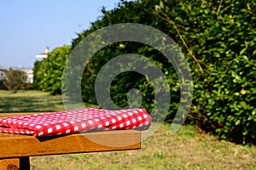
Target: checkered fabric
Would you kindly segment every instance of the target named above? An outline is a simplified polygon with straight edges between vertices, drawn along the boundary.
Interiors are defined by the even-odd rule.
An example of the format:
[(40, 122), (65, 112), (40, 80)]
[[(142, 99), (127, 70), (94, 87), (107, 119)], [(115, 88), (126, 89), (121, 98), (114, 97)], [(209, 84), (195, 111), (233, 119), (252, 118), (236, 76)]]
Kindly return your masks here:
[(146, 130), (151, 121), (152, 118), (143, 108), (119, 110), (86, 108), (4, 117), (0, 119), (0, 132), (43, 137), (91, 130)]

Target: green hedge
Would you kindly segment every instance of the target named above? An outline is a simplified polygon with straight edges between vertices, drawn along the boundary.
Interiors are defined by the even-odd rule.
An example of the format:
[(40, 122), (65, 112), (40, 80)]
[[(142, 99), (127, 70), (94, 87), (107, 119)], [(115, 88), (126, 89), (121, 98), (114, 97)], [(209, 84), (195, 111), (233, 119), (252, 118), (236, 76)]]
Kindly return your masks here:
[(61, 94), (62, 71), (70, 51), (71, 47), (67, 45), (55, 48), (46, 59), (35, 62), (33, 86), (36, 89), (50, 94)]
[[(180, 45), (192, 71), (194, 97), (188, 120), (220, 139), (256, 143), (255, 0), (121, 1), (113, 10), (103, 8), (102, 14), (89, 30), (73, 40), (73, 48), (94, 31), (117, 23), (141, 23), (164, 31)], [(166, 121), (172, 122), (179, 105), (177, 74), (161, 54), (143, 44), (121, 42), (96, 54), (83, 75), (83, 99), (96, 104), (94, 84), (97, 72), (113, 57), (128, 53), (147, 56), (165, 73), (172, 94)], [(51, 83), (47, 86), (52, 88)], [(134, 72), (122, 73), (113, 80), (113, 100), (125, 106), (127, 92), (133, 88), (141, 90), (142, 106), (152, 109), (152, 86), (146, 76)]]

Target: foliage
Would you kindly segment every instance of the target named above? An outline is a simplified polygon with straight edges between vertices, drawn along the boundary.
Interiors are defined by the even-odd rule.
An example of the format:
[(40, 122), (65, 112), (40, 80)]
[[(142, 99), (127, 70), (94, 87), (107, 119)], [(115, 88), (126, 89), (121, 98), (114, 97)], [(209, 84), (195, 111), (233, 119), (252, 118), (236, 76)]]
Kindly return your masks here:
○ ○ ○
» **Instructions for the task**
Copy out word for word every line from the one containing "Target: green hedge" through the last line of the items, both ends included.

» **Solution for this task**
Target: green hedge
Would you kindly segment every instance of the target named above? An outline is a simplified polygon with straight edges between vertices, drawn along the boundary.
Interiors are defined by the even-odd rule.
An example of the format:
[(40, 122), (65, 112), (40, 80)]
[[(142, 99), (127, 70), (94, 87), (107, 119)], [(115, 88), (126, 89), (121, 98), (114, 97)], [(209, 84), (195, 111), (233, 119), (252, 118), (236, 76)]]
Kindly return your masks here:
[(61, 94), (62, 71), (70, 51), (71, 47), (67, 45), (55, 48), (46, 59), (35, 62), (33, 86), (36, 89), (50, 94)]
[[(180, 45), (192, 71), (194, 97), (188, 120), (220, 139), (256, 143), (255, 0), (121, 1), (113, 10), (103, 8), (102, 14), (89, 30), (73, 40), (73, 48), (94, 31), (117, 23), (141, 23), (164, 31)], [(166, 121), (172, 122), (179, 105), (177, 74), (161, 54), (143, 44), (121, 42), (96, 54), (83, 75), (83, 99), (96, 104), (94, 84), (97, 72), (113, 57), (128, 53), (147, 56), (165, 73), (172, 94)], [(51, 83), (47, 86), (52, 88)], [(134, 72), (122, 73), (113, 80), (113, 100), (125, 106), (127, 92), (133, 88), (141, 90), (142, 106), (152, 109), (152, 86), (146, 76)]]

Target: foliage
Would you kindly segment every instance of the target named above? An outline is a simplified polygon with straight edges between vertices, drawn along the boundary.
Interiors are defined by the even-odd rule.
An example of the format:
[(40, 122), (65, 112), (40, 80)]
[[(142, 99), (127, 70), (94, 87), (107, 119)], [(115, 88), (126, 89), (121, 98), (114, 97)], [(209, 84), (195, 111), (233, 119), (252, 118), (236, 76)]]
Kindly return your masks here:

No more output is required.